Records for processing:

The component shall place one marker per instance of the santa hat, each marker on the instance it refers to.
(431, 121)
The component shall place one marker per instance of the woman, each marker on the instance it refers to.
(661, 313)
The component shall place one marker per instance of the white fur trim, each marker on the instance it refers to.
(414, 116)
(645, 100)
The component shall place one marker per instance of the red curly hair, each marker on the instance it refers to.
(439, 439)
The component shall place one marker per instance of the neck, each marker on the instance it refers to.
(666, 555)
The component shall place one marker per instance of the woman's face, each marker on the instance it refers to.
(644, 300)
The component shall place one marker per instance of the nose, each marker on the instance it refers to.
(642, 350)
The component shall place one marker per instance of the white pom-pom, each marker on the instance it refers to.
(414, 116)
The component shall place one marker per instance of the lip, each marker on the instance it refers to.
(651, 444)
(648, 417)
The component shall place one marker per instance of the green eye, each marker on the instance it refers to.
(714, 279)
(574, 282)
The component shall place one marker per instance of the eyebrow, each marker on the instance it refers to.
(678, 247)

Your goal:
Print exactly the line containing "The component shall place one marker per instance of the green" and every line after it through the end of the records above, and nothing else.

Response area:
The component shall place one marker per instance of the green eye, each marker on the instance it refers to.
(714, 279)
(574, 282)
The component shall place one marker per instance of the eyebrow, each marker on the instance it refers to.
(678, 247)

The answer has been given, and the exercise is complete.